**Dataset rows**:
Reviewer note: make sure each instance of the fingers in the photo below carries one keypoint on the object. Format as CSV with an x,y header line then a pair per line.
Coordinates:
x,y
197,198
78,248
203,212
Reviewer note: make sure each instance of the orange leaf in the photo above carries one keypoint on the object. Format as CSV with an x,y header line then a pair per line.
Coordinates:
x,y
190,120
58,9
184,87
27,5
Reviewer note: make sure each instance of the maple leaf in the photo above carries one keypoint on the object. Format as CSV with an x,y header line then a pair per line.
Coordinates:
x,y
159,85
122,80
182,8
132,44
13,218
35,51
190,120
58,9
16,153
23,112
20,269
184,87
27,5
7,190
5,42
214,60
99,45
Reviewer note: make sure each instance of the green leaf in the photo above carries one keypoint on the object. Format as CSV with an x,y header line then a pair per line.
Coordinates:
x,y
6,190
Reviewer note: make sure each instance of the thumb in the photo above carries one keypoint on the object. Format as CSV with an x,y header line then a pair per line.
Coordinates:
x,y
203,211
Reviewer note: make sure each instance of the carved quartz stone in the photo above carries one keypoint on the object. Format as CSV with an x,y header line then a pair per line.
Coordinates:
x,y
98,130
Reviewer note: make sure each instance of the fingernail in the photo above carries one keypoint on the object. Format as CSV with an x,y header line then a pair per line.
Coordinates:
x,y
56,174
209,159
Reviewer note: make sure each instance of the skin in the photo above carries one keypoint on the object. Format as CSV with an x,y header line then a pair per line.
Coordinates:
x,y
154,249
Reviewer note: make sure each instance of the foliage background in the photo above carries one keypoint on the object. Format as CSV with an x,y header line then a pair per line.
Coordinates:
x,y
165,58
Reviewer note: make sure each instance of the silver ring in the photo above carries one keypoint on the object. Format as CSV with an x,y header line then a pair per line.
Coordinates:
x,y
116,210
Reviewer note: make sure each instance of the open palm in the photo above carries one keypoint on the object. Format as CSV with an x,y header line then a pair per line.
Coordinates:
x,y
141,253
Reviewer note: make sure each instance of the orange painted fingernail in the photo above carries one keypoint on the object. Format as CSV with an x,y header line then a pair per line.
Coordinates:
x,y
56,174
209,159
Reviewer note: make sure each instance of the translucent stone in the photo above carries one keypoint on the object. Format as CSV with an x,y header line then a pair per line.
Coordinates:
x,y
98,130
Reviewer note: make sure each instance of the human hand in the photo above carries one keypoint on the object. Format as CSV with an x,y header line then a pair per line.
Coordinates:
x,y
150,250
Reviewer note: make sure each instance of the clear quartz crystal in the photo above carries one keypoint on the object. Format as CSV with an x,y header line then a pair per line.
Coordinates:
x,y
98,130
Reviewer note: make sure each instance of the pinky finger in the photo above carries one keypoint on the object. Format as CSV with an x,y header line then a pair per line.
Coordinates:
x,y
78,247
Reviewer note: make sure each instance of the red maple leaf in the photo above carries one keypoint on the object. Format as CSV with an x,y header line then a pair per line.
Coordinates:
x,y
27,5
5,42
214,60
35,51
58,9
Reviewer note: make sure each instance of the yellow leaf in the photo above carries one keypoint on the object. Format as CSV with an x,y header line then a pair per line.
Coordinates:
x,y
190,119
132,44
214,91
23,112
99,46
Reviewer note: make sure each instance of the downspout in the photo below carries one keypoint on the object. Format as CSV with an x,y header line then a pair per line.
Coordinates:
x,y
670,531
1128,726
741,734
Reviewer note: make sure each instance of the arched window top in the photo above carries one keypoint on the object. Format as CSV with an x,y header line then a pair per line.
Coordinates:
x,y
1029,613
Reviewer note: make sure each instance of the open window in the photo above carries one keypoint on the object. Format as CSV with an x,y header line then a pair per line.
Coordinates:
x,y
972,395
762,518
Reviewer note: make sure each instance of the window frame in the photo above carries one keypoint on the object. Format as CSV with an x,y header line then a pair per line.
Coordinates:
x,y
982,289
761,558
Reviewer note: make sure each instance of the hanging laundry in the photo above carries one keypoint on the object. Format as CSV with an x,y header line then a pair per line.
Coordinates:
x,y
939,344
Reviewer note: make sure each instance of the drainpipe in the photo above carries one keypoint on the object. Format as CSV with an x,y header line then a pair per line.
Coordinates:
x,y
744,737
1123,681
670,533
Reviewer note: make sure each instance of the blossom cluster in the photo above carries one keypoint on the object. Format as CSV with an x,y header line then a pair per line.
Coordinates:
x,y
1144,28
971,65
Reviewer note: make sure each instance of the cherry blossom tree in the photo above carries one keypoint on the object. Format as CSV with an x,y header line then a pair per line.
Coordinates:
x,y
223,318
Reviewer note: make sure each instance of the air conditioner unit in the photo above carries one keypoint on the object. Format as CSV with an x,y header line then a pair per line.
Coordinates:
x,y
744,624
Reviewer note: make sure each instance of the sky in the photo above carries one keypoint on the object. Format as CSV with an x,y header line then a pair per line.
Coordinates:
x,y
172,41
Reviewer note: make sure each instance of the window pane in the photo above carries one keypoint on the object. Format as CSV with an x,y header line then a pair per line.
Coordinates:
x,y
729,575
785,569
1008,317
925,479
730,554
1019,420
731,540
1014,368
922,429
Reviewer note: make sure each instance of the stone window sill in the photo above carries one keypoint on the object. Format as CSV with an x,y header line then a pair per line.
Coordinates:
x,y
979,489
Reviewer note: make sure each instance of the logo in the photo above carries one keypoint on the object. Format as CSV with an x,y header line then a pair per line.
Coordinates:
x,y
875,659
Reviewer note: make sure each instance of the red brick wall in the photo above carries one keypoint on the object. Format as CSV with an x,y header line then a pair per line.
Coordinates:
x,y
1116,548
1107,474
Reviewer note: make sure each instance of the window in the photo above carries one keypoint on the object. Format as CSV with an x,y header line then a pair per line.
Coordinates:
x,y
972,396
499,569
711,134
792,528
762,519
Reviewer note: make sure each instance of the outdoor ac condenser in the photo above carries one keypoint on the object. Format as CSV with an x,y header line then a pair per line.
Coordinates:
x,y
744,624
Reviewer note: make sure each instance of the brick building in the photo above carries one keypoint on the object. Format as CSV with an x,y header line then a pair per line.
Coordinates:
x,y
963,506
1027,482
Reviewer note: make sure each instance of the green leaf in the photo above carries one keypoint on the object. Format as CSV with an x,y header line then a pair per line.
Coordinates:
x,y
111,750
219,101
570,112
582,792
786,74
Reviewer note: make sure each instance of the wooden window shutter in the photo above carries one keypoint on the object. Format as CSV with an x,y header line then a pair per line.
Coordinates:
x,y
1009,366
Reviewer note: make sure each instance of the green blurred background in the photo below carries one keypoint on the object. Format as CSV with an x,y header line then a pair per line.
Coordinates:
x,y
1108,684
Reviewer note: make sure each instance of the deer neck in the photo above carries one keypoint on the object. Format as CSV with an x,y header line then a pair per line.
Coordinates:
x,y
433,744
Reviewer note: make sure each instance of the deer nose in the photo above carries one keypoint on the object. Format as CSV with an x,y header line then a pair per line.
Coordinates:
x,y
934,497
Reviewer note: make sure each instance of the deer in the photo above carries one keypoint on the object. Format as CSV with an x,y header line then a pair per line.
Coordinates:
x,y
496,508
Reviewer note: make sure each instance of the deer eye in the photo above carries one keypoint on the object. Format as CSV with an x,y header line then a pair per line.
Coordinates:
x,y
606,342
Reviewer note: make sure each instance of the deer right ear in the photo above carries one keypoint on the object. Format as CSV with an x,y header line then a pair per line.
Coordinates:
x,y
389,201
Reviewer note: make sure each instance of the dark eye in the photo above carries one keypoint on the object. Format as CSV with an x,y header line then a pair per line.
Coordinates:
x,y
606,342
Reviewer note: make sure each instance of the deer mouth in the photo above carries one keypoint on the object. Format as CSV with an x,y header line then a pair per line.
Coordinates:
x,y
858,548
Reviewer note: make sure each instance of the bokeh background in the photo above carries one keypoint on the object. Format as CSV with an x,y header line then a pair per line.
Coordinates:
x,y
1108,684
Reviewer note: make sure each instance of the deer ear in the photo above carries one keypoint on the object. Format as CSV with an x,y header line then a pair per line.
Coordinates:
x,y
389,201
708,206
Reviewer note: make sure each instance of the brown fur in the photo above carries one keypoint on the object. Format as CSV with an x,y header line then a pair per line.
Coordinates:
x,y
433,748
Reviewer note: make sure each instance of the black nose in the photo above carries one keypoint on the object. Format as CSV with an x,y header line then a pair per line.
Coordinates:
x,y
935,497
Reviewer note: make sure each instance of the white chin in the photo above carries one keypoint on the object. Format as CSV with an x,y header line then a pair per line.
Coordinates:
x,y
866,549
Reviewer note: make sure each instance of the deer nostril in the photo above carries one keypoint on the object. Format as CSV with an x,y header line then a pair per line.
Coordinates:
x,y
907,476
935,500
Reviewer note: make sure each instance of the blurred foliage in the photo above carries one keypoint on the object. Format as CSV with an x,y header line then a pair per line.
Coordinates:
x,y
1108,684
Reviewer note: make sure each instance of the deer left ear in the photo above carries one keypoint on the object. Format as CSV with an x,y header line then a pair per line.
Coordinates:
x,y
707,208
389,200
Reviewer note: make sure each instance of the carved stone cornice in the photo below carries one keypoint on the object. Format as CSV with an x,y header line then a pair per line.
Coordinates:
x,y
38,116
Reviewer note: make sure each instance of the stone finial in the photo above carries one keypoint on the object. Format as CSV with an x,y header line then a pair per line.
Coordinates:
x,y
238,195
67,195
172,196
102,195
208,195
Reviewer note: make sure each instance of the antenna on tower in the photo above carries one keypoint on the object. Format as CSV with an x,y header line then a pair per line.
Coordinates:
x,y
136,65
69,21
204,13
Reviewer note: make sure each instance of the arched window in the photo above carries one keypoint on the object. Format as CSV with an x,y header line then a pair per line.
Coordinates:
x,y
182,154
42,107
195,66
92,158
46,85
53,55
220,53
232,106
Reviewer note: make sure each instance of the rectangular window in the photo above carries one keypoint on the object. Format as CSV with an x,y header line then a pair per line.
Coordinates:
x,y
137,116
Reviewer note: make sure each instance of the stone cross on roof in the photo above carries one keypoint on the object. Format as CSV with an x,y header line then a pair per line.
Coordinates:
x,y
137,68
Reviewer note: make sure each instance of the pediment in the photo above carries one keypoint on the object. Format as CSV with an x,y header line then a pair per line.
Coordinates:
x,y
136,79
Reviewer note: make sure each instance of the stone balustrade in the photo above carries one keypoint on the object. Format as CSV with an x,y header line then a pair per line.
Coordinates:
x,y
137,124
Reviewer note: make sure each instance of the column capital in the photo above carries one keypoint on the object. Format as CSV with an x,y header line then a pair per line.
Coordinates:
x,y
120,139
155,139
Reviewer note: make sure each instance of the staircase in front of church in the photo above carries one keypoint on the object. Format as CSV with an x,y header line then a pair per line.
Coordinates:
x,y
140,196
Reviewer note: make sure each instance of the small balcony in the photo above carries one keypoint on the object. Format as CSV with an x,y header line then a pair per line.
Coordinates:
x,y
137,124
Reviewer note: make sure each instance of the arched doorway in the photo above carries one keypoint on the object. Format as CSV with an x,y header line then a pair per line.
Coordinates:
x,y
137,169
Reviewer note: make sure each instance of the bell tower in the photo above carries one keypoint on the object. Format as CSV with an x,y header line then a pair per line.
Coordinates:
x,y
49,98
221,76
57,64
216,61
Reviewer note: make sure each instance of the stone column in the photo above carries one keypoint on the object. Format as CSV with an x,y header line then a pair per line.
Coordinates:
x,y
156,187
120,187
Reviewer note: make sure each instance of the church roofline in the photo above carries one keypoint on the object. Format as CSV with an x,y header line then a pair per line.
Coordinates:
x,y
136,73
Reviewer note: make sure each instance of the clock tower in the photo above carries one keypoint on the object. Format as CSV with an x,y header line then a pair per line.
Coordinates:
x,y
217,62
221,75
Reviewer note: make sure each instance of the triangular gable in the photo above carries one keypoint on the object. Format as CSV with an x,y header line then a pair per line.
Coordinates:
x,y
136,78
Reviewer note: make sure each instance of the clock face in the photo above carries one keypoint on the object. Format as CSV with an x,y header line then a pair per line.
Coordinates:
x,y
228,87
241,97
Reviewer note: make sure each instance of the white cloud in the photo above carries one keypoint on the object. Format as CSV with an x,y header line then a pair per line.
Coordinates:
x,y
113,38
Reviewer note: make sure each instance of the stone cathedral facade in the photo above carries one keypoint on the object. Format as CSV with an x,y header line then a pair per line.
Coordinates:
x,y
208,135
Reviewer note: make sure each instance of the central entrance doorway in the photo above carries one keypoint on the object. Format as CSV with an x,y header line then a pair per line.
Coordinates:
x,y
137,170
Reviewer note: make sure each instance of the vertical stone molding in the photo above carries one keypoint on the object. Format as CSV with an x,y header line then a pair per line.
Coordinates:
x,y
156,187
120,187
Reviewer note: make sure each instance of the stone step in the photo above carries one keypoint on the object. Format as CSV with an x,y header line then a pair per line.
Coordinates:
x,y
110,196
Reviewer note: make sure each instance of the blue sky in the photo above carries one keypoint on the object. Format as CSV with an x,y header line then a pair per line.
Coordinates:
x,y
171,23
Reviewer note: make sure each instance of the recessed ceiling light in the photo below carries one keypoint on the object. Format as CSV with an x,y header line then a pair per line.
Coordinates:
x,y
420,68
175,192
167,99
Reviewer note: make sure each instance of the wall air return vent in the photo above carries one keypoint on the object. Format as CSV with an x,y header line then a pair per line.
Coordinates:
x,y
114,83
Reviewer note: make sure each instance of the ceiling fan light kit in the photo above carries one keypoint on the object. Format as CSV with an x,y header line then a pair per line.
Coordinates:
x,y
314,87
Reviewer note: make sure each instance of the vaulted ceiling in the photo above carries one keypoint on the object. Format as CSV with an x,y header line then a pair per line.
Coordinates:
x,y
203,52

**Exercise**: Copy the rows from the line with "Reviewer note: make sure each instance of the wall" through the last row, including both ends. Keep each request line unchanged and shift every coordinate value in the answers by -89.

**Solution**:
Reviewer note: make sure each instance of the wall air return vent in the photo above carries one keypoint on the object. Format as CSV with an x,y header line then a pair per line.
Coordinates:
x,y
25,-6
Reviewer note: make sure each instance of the ceiling fan light kit in the photo above carries one keypoint on the object. Format as CSV with an x,y header line then a pair per line.
Coordinates:
x,y
225,-2
Reviewer note: make sure each instance of the vaulted ceiling in the photo above carries one keypoint on the object. Format as CSV with an x,y header line then a pair per line.
Coordinates:
x,y
114,-37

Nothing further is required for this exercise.